** СПИСОК ЗАДАНИЙ **
• A. В каком издании, согласно тексту о Фабре, были опубликованы его стихи «К избирателям»?
• B. Продолжите текст о Фабре, начав сразу после его последнего предложения.

** ФРАГМЕНТ ТЕКСТА **
— За стаканом винца да под музыку оно веселей, — посмеивается разговорчивый земляк. — Это сразу за углом, — добавляет он, дивясь наивности нового советника.
Фабр не может прийти в себя от гнева. Он собирался в храм служения обществу, а его, оказывается, пригласили в кабак! Он поворачивает домой… Столько времени потерять! Потом на память приходят стихи Беранже, которые он не раз повторял по другим поводам:
…И днем, и ночью сущий ад!
Гремят, гремят, гремят, гремят!
Угомонитесь, барабаны!
О, дайте мне покой, молю!
Политик я не очень рьяный,
А шума вовсе не терплю…
И, уже улыбаясь, Фабр закрывает за собой калитку. Больше никакими повестками и приглашениями не выманить его отсюда!
В стихах «К избирателям», опубликованных через несколько лет в «Альманахе Ванту», Фабр, проявляя теперь уже заметно бо́льшую политическую зрелость и осведомленность, писал:
«На выборах этого года конкурируют два кандидата — Басакьер и Басакан; один — малиновый, другой — белый. Оба не скупятся на обещания масла к хлебу, хотя, по совести, оба они — два сапога пара, и, как ни крути, хрен редьки не слаще».
Перевод стихов почти буквален, но полностью не передает язвительной начинки десяти коротких строчек. Даже сходно звучащие фамилии кандидатов отражают саркастическое отношение автора к системе Третьей республики.
Многие другие стихотворения, как и книги, призывают дать людям труда право на место под солнцем жизни и культуры. В остальных Фабр выступает как певец природы, науки, поэзии, знания.

** Контурная разметка объектов **

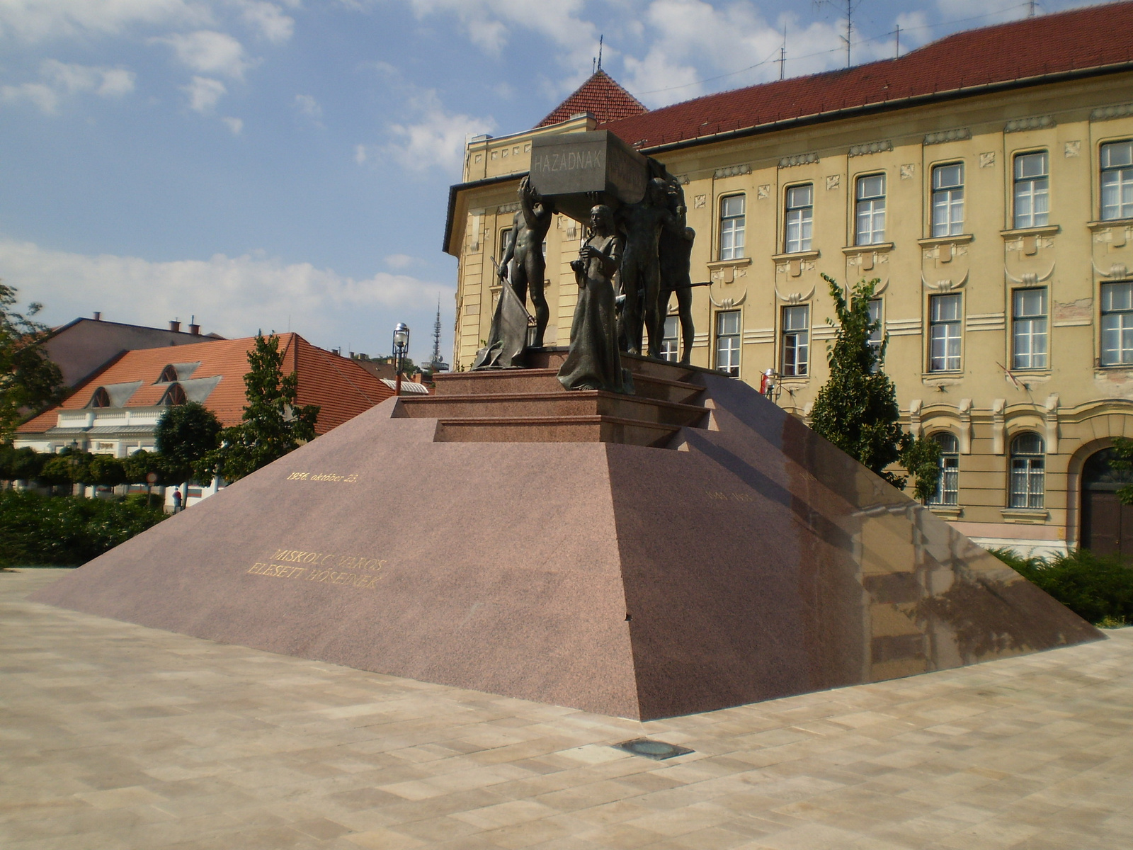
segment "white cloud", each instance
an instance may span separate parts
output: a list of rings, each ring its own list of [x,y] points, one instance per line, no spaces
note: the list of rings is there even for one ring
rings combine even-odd
[[[42,112],[59,111],[63,97],[76,94],[95,94],[100,97],[122,97],[134,91],[134,71],[125,68],[102,68],[88,65],[69,65],[57,59],[40,65],[43,82],[0,86],[0,102],[26,101]]]
[[[204,26],[202,0],[0,0],[0,33],[27,41],[71,35],[112,35],[130,26]]]
[[[310,263],[218,254],[211,260],[154,263],[139,257],[90,256],[0,238],[0,277],[23,300],[46,305],[44,321],[62,323],[92,311],[107,318],[160,326],[195,314],[206,332],[244,337],[257,328],[291,330],[330,345],[351,329],[373,328],[377,314],[435,309],[452,297],[450,284],[378,272],[365,280]],[[392,322],[390,323],[392,326]],[[365,339],[359,330],[355,341]],[[384,341],[384,334],[383,334]],[[374,343],[380,345],[380,343]],[[363,347],[363,350],[366,350]]]
[[[247,58],[240,42],[228,33],[215,29],[172,33],[154,41],[169,44],[180,62],[198,74],[220,74],[242,79],[244,71],[256,63]]]
[[[419,263],[417,257],[410,256],[409,254],[390,254],[385,258],[385,264],[391,269],[408,269],[411,265]]]
[[[261,39],[272,44],[283,44],[295,33],[295,19],[283,14],[275,3],[265,0],[244,0],[241,17]]]
[[[491,118],[446,112],[432,88],[415,94],[410,109],[418,114],[419,120],[412,124],[391,124],[387,131],[395,141],[381,150],[414,171],[435,167],[458,171],[466,137],[495,128],[495,121]],[[358,161],[364,162],[365,159]]]
[[[314,95],[297,94],[292,105],[296,112],[304,118],[309,118],[312,121],[317,122],[323,117],[323,108],[318,105],[318,101],[315,100]]]
[[[189,95],[189,109],[202,114],[212,112],[216,101],[228,94],[224,84],[211,77],[194,77],[189,85],[181,86],[181,91]]]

** ОТВЕТЫ **
• A. В «Альманахе Ванту».

• B.
Нам уже известны философско-романтические строфы молодого Фабра, позже, в Сериньяне, он будет писать о сверчке, о падубе, о майском жуке, зяблике и силках птицелова… Если автор от этих тем и удаляется, то все же находит их здесь, в Гармасе. Это — «Апрель», «Северный ветер», «Снег». Он пишет стихи «Ванту» о горе́, что высится над краем и на виду у которой прошла вся его жизнь.
В стихах свет и тепло первых весенних дней, и «безумный восторг миндаля, который торопится цвести», и печаль и холод ночи, когда луна, «словно прачка, расстилает огромные белые простыни света, беззвучно спадающие на луга, холмы и скалы…»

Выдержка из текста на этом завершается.